Work to complete:
Reproduce every one of the records below word for word, leaving each line unchanged.

Segmentation mask records:
>>>>

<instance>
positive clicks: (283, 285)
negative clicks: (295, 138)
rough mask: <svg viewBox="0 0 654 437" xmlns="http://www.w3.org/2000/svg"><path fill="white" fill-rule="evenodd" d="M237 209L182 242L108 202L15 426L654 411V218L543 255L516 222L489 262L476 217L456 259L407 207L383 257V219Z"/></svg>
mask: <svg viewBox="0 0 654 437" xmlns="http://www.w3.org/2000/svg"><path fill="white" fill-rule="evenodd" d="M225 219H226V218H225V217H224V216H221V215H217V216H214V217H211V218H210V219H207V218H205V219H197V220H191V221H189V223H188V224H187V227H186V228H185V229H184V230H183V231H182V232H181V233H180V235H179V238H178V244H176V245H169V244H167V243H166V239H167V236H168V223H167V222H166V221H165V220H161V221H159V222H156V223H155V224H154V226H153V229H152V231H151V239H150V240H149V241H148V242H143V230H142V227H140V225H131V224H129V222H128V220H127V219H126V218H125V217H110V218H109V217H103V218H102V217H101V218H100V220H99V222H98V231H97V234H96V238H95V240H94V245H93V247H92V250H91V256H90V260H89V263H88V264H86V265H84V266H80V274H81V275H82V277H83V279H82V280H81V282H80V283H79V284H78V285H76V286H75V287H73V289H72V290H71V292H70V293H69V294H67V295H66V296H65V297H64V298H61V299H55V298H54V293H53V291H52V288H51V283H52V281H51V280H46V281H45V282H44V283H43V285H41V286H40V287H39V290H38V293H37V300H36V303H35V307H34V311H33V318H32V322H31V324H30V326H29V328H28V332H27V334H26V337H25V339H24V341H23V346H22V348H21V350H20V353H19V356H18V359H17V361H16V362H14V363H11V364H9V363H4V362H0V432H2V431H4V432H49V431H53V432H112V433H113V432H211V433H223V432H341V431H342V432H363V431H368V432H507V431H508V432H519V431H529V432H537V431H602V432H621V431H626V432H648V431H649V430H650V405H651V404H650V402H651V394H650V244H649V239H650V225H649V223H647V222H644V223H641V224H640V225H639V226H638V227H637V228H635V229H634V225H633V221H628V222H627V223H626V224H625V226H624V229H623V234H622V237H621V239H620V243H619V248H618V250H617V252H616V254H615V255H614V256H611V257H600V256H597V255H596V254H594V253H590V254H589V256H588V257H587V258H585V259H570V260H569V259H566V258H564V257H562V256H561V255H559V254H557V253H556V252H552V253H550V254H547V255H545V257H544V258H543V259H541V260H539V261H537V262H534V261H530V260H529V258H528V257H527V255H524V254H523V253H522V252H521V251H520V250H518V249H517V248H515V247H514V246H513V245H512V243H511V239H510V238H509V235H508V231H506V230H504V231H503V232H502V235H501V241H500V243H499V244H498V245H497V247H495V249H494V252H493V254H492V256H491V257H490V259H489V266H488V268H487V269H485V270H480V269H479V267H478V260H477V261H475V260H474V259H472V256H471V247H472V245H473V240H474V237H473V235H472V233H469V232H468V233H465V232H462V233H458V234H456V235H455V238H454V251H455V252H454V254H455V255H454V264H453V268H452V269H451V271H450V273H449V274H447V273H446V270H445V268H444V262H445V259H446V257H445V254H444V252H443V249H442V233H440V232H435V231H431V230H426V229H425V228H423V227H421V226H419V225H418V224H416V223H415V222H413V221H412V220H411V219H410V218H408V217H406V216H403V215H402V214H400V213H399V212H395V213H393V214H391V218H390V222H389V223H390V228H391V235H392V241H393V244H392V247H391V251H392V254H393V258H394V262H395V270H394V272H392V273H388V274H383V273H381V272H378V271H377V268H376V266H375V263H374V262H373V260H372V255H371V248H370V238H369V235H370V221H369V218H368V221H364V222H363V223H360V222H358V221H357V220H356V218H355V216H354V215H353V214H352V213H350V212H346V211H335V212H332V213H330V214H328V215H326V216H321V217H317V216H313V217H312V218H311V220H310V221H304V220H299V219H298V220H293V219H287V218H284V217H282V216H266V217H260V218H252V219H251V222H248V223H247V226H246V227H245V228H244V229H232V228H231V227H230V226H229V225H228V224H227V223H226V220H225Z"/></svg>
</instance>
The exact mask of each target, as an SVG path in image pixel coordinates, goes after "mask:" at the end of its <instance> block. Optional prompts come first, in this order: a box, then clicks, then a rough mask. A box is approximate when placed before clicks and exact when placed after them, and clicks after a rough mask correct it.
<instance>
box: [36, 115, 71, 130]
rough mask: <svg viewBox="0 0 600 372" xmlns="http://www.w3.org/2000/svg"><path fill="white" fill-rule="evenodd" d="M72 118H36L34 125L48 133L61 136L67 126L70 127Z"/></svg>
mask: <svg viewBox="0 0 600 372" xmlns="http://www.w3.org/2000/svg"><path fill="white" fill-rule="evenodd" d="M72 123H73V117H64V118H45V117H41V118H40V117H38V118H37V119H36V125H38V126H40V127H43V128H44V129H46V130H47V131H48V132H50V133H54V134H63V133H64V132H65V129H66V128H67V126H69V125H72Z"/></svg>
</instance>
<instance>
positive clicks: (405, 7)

<<<<

The answer:
<instance>
positive clicks: (283, 285)
negative clicks: (295, 138)
rough mask: <svg viewBox="0 0 654 437" xmlns="http://www.w3.org/2000/svg"><path fill="white" fill-rule="evenodd" d="M237 209L182 242L108 202L15 426L654 411V218L543 255L516 222L489 262L476 217L456 259L407 207L383 257V219Z"/></svg>
mask: <svg viewBox="0 0 654 437" xmlns="http://www.w3.org/2000/svg"><path fill="white" fill-rule="evenodd" d="M225 219H226V218H225V217H224V216H221V215H217V216H214V217H211V218H210V219H207V218H205V219H197V220H191V221H189V223H188V224H187V227H186V228H185V229H184V230H183V231H182V232H181V233H180V235H179V238H178V244H176V245H169V244H167V243H166V239H167V236H168V223H167V222H166V221H165V220H161V221H159V222H156V223H155V224H154V226H153V229H152V231H151V239H150V240H149V241H148V242H143V230H142V227H140V225H131V224H129V222H128V220H127V219H126V218H125V217H110V218H109V217H103V218H102V217H101V218H100V220H99V222H98V231H97V234H96V238H95V240H94V245H93V247H92V250H91V256H90V260H89V263H88V264H86V265H84V266H80V274H81V275H82V277H83V279H82V280H81V282H80V283H79V284H78V285H76V286H75V287H73V289H72V290H71V292H70V293H69V294H67V295H66V296H65V297H64V298H61V299H55V298H54V293H53V291H52V288H51V283H52V281H51V280H46V281H45V282H44V283H43V285H41V286H40V287H39V290H38V293H37V300H36V303H35V307H34V311H33V318H32V322H31V324H30V326H29V328H28V332H27V334H26V337H25V339H24V341H23V346H22V348H21V350H20V353H19V356H18V359H17V361H16V362H14V363H11V364H9V363H4V362H0V432H2V431H4V432H49V431H53V432H112V433H113V432H211V433H223V432H341V431H342V432H363V431H368V432H507V431H508V432H519V431H529V432H537V431H602V432H621V431H626V432H648V431H649V430H650V405H651V404H650V402H651V394H650V244H649V239H650V225H649V223H647V222H644V223H641V224H640V225H639V226H638V227H637V228H635V229H634V225H633V221H628V222H627V223H626V224H625V226H624V229H623V234H622V237H621V239H620V243H619V248H618V250H617V252H616V254H615V255H614V256H611V257H600V256H597V255H596V254H594V253H590V254H589V256H588V257H587V258H585V259H570V260H569V259H566V258H564V257H562V256H561V255H559V254H557V253H556V252H552V253H550V254H547V255H545V257H544V258H543V259H541V260H539V261H537V262H534V261H530V260H529V258H528V257H527V255H524V254H523V253H522V252H521V251H520V250H518V249H517V248H515V247H514V246H513V245H512V243H511V239H510V238H509V235H508V231H506V230H504V231H503V232H502V235H501V241H500V243H499V244H498V245H497V247H495V249H494V252H493V254H492V256H491V257H490V259H489V266H488V268H487V269H485V270H480V269H479V267H478V260H477V261H475V260H474V259H472V256H471V247H472V245H473V240H474V237H473V235H472V233H469V232H468V233H465V232H462V233H458V234H456V235H455V238H454V251H455V252H454V254H455V255H454V264H453V268H452V269H451V271H450V273H449V274H447V273H446V270H445V268H444V262H445V259H446V257H445V254H444V252H443V249H442V233H440V232H435V231H431V230H426V229H425V228H423V227H421V226H419V225H418V224H416V223H415V222H413V221H412V220H411V219H410V218H408V217H406V216H403V215H402V214H400V213H399V212H395V213H393V214H391V218H390V222H389V223H390V228H391V235H392V241H393V244H392V247H391V251H392V254H393V258H394V262H395V270H394V272H392V273H388V274H383V273H381V272H378V271H377V268H376V266H375V263H374V262H373V260H372V255H371V248H370V238H369V235H370V221H369V218H368V221H364V222H363V223H360V222H358V221H357V220H356V218H355V216H354V215H353V214H352V213H350V212H346V211H335V212H332V213H330V214H328V215H326V216H321V217H317V216H313V217H312V218H311V220H310V221H304V220H299V219H298V220H293V219H287V218H284V217H282V216H266V217H260V218H252V219H251V222H248V223H247V226H246V227H245V228H244V229H232V228H231V227H230V226H229V225H228V224H227V223H226V220H225Z"/></svg>
</instance>
The exact mask of each target, as an SVG path in image pixel coordinates, goes after "mask:" at the end of its <instance> block. Optional prompts come first, in this order: a box, then clicks, then a rough mask. A box is approximate when placed before clicks and exact when placed after them, and clicks after a rough mask correct it.
<instance>
box: [36, 115, 71, 130]
rough mask: <svg viewBox="0 0 600 372" xmlns="http://www.w3.org/2000/svg"><path fill="white" fill-rule="evenodd" d="M72 118H36L34 125L48 133L61 136L67 126L70 127Z"/></svg>
mask: <svg viewBox="0 0 600 372" xmlns="http://www.w3.org/2000/svg"><path fill="white" fill-rule="evenodd" d="M72 123H73V117H64V118H45V117H41V118H40V117H38V118H37V119H36V125H38V126H40V127H43V128H44V129H46V130H47V131H48V132H50V133H54V134H63V133H64V132H65V129H66V128H67V126H69V125H72Z"/></svg>
</instance>
<instance>
positive clicks: (405, 7)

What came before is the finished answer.